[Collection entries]
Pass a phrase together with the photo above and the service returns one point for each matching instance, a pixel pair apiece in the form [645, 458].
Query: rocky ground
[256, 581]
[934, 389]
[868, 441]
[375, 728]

• Exercise description: The records above are to be duplicated word for word.

• Exercise response:
Pass a phrase together with the photo above and the service returns one point for each matching instance, a pixel pair apiece in the form [645, 458].
Query: rocky ground
[256, 581]
[934, 389]
[868, 441]
[375, 728]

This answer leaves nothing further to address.